A current generation EC2 instance type is recommended for the OEM EC2 instances. Current generation instance types, such as instances built on the AWS Nitro System, support hardware virtual machines (HVMs). HVM Amazon Machine Images (AMIs) are required to take advantage of enhanced networking, and they also offer increased security. The following virtualized instances are built on the Nitro System and are recommended for OEM OMS and OMR EC2 instances: C5, M5, R5, R5b, T3 and z1d. As a reminder, the EC2 instance types should be selected based on Oracle’s OEM sizing guide.

After you create your EC2 instances in a private subnet for OEM, restrict network access for inbound and outbound traffic to a least privilege model. The OEM OMS requires more than a dozen open ports on the OMS instances. You should have a security group for the EM OMSs and EM targets. The security group source should refer to a security group in the AWS account, prefix lists, or a specific set of IP addresses (using the x.x.x.x/32 format). The security group source shouldn’t use Classless Inter-Domain Routing (CIDR), nor should security groups be accessible from the public internet (0.0.0.0/0).

All the EC2 instances in this solution should enable Amazon EC2 instance termination. This prevents an instance from being accidentally terminated by requiring the user to disable the protection before terminating the instance.

Additionally, all the EC2 instances in this solution should enable the Amazon EC2 automatic recovery feature. This resolves issues if the hardware that hosts an EC2 instance becomes impaired. This feature recovers the instance on different underlying hardware and reduces the need for manual intervention.
--
• TASKS TO CARRY OUT:
1 – Answer these questions using the passage on running OEM on EC2:
(a) Which instance types does the passage list as built on the Nitro System and recommended for OEM OMS and OMR EC2 instances?
(b) In what format should a specific set of IP addresses be given as a security group source?
(c) On what does the automatic recovery feature recover an instance?
2 – Copy the passage on running OEM on EC2 from "All the EC2 instances in this solution should enable Amazon" up to and including "for manual intervention.", changing "manual intervention" to "human intervention".

• Saved entries:
--
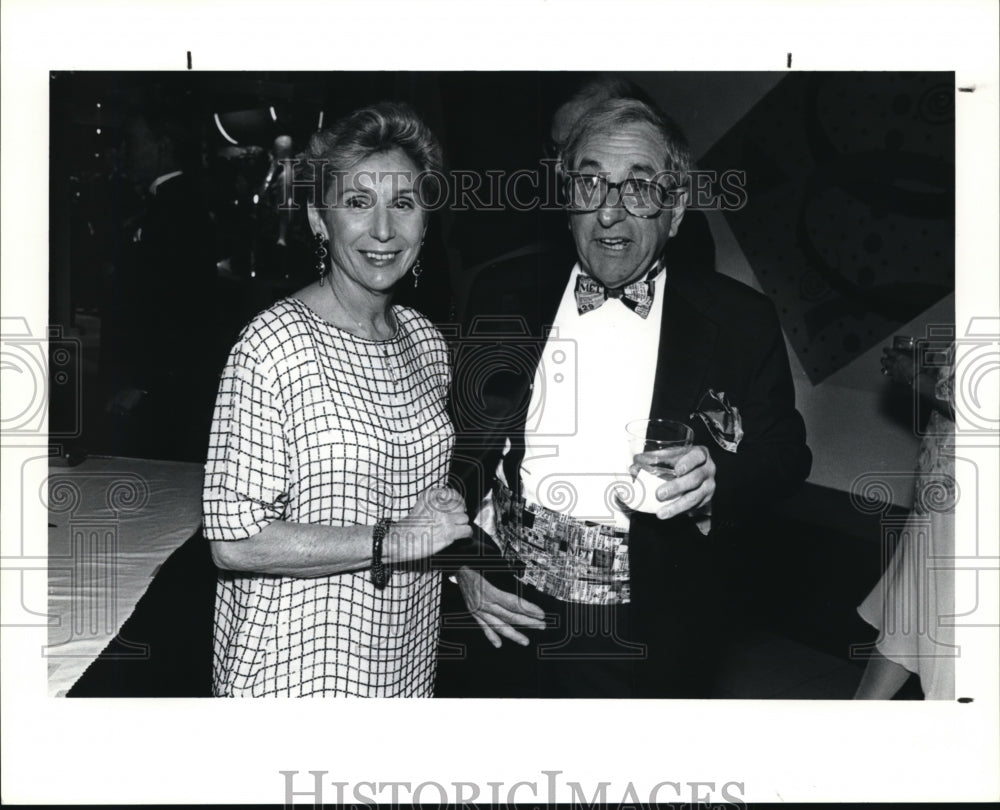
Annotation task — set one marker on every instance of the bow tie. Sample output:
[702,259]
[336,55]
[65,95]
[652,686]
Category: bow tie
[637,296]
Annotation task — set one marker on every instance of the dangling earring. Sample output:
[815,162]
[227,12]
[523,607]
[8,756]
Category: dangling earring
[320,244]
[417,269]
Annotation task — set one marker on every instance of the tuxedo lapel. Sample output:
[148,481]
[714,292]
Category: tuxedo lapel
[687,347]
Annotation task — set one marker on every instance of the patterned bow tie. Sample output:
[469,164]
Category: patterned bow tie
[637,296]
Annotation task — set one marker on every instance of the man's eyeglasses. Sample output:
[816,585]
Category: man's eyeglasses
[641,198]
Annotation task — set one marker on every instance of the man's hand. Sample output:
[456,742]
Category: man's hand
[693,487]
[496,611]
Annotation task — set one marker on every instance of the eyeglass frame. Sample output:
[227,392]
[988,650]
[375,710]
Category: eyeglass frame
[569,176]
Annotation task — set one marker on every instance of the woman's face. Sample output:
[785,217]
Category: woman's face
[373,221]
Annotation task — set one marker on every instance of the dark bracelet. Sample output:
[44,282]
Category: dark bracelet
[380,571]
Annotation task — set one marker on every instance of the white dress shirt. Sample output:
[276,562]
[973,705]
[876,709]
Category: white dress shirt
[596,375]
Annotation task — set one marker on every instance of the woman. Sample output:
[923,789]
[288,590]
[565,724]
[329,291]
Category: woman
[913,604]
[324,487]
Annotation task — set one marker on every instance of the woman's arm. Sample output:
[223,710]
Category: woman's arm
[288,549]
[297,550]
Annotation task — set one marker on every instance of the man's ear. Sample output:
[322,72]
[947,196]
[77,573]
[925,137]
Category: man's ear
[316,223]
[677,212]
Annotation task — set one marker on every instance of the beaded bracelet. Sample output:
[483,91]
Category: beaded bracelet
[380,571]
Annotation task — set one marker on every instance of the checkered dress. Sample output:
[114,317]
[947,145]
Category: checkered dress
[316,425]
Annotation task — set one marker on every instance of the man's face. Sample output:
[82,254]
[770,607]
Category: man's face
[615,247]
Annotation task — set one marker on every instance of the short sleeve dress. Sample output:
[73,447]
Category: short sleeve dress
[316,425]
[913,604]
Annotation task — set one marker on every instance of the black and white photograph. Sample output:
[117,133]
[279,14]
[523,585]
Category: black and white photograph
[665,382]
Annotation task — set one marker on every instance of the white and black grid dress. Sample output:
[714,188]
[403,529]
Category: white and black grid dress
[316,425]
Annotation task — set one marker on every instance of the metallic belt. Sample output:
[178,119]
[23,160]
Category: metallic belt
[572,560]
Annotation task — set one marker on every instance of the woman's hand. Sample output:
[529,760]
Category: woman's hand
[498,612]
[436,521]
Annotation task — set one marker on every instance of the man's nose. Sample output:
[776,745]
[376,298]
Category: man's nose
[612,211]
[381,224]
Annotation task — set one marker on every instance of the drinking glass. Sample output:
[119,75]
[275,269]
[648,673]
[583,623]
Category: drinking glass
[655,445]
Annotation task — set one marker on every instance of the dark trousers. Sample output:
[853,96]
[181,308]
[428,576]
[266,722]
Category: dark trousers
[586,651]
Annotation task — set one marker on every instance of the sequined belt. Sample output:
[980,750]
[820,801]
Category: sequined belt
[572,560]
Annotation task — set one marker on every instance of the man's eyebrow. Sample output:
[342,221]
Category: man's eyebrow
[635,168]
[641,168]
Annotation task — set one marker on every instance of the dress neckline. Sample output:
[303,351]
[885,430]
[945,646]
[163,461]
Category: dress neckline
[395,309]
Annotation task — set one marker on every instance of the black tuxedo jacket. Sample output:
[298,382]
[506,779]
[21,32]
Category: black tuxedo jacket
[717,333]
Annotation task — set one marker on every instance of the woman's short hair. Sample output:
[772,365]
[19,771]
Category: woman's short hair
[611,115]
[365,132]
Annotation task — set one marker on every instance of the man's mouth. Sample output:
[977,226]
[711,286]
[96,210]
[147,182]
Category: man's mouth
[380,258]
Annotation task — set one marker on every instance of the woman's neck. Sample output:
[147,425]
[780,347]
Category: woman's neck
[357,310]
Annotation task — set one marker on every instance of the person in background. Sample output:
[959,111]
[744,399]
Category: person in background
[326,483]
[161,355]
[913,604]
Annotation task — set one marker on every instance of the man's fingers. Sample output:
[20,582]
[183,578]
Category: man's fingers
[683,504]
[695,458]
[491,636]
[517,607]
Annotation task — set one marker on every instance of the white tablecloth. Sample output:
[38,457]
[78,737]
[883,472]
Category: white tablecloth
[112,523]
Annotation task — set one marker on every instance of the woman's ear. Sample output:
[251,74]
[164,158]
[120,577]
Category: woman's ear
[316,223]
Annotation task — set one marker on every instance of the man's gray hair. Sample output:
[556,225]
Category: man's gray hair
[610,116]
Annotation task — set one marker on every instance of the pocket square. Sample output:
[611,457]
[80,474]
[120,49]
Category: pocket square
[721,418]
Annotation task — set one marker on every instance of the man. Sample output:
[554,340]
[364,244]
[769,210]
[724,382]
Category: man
--
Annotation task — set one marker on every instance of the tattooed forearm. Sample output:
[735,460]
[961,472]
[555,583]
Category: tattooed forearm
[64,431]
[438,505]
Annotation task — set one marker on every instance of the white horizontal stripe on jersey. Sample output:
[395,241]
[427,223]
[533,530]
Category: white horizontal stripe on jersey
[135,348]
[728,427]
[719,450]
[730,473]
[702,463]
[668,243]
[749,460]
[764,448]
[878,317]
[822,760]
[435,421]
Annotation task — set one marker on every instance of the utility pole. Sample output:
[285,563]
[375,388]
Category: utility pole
--
• OUTPUTS:
1 –
(a) C5, M5, R5, R5b, T3 and z1d
(b) x.x.x.x/32
(c) On different underlying hardware

2 –
All the EC2 instances in this solution should enable Amazon EC2 instance termination. This prevents an instance from being accidentally terminated by requiring the user to disable the protection before terminating the instance.

Additionally, all the EC2 instances in this solution should enable the Amazon EC2 automatic recovery feature. This resolves issues if the hardware that hosts an EC2 instance becomes impaired. This feature recovers the instance on different underlying hardware and reduces the need for human intervention.